▶ [Text segment]
========

The severity of respiratory failure appears to be the driving force behind the prognosis of COVID-19. Indeed, the clinical situation in the advanced stages of COVID19 is that of hypoxemic respiratory failure (hypo or hypercapnic depending on the phase and comorbidities). This results in severe arterial hypoxemia refractory to supplementary O2 therapy. The cause is the formation of intrapulmonary shunts as a result of interstitial involvement. This is also confirmed by our finding on the direct correlation between Brixia score and A–a gradient and the inverse correlation between Brixia score and P/F (Brixia vs A–a gradient rho = 0.27, vs P/F rho = − 0.36; Brixia > 7 vs P/F < 250, rho = 0.29). Our data confirmed P/F as an independent parameter for determining the severity and prognosis of acute respiratory distress syndrome [24]. The importance of P/F in these patients was recently stressed by Kishaba et al. [25], who demonstrated that serial monitoring of P/F was useful for predicting short-term prognosis in COVID-19 patients. [25]

Regarding radiological data, our study confirmed the usefulness of CXR classification as a prognostic factor, with a greater extension of lung involvement corresponding to a worse prognosis [14,15,16]. Toussie et al. [14] evaluated demographic, clinical and radiological data, without including laboratory data, and firstly demonstrated that baseline CXR, when using a lung zone severity score, could predict outcomes in young and middle-aged adults affected by COVID-19. In their study, the radiological score together with obesity resulted predictor of hospitalization, while only the radiologic score was predictor of hospitalization in intensive care; however, the impact of these data on the final outcome of the patients was not evaluated.

Another CXR score created for COVID-19 is the so-called Brixia score [15], first used for predicting the risk of intra-hospital mortality in a sample of 302 patients; Brixia score over 8 and age over 71 were associated with an increased risk of intra-hospital mortality, but without considering the laboratory data. In our study, we tested both scores and observed that the Brixia score, even if more complex, was more discriminating than the score proposed by Toussie et al. [14], and was therefore, chosen to be inserted among the predictors as Brixia score > 7.

========

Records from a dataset
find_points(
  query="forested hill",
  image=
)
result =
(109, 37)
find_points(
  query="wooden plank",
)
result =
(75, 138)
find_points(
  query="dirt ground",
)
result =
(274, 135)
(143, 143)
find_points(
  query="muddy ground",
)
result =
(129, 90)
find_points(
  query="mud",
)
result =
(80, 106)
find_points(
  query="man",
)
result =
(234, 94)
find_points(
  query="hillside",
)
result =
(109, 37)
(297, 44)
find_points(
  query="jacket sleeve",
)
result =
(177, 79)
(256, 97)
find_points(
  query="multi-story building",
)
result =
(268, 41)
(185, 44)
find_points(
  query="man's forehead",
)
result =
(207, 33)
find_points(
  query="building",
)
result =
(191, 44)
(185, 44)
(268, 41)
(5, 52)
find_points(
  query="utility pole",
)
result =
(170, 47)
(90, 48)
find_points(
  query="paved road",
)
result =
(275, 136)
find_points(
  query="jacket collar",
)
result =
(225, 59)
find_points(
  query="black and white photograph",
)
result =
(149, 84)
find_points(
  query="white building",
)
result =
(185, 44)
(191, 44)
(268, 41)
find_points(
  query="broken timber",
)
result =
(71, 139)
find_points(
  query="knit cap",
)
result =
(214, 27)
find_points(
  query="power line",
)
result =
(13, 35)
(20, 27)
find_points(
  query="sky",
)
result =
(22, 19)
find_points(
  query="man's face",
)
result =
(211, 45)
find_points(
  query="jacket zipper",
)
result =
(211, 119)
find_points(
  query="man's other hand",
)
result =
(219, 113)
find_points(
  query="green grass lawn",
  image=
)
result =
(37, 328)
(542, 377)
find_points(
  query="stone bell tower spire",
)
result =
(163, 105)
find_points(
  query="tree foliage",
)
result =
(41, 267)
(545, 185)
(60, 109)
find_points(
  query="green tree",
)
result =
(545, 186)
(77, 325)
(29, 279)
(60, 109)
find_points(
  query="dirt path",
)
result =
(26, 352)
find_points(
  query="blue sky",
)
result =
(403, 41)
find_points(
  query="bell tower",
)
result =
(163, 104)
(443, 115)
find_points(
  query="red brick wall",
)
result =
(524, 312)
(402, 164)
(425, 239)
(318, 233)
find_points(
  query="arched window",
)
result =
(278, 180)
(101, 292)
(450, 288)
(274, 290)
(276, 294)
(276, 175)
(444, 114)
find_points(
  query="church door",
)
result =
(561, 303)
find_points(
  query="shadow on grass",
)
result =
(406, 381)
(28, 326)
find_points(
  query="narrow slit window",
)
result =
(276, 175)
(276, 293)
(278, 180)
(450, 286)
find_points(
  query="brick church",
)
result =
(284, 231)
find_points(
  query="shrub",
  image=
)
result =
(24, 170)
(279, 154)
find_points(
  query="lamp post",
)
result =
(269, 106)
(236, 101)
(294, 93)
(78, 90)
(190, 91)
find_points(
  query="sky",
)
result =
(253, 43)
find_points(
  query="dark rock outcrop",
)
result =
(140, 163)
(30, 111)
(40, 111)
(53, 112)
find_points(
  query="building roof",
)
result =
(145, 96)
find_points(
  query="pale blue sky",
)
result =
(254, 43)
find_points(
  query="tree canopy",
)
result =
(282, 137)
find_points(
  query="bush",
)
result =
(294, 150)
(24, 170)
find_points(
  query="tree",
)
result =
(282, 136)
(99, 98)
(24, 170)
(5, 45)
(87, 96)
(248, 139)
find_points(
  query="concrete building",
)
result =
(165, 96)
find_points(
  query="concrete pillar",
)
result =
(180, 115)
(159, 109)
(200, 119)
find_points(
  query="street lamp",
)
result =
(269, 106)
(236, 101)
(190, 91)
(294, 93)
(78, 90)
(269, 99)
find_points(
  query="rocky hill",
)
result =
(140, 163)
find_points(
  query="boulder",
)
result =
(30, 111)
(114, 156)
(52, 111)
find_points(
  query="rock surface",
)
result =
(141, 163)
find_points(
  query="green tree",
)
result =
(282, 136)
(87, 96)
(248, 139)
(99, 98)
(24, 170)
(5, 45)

========

▶ [What is expected] Continue the passage on chest X-ray scores and other prognostic factors in COVID-19, starting after its final sentence.

▶ [Answer section]
Two of the variables analyzed appeared to be protective factors. First of all, a short time lapse between onset of symptoms and CXR theoretically correspond to an early diagnosis (since the CXR was made less than 24 h from RT-PCR) which is often synonymous with early treatment and was associated with a better prognosis in COVID19 patients: in particular, Huang et al. [26] found a positive correlation of the time from symptom onset to diagnosis and treatment and the time to disease resolution. Second, the presence of coughing, one of the most prevalent symptoms in COVID-19, resulted a protective factor, this data is in accordance with the recent meta-analysis of Mesas et al. [19] who reported an OR of 0.7 for COVID19 patient with cough.

This study has some limitations. The first is being a retrospective study on a relatively limited number of patients, even if it is one of largest in the literature dealing with the complex relation between clinical, laboratory, CXR and prognosis. The second is the lack of an external validation on different samples of patients.

In conclusion, our research indicates a set of early prognostic data for improving the COVID-19 pretreatment risk stratification. Even if the greatest risk of death from COVID-19 is aged above 75 years, elevated CXR score, high CRP levels and a low P/F at admission to the emergency department represent significant prognostic factors. A patient admitted to the emergency department with ≥ 2 predictors should immediately undergo intensive and aggressive treatments to reduce the risk of a more severe course of the disease, which may otherwise lead to an eightfold higher in-hospital mortality rate than for patients with a lower number of predictors.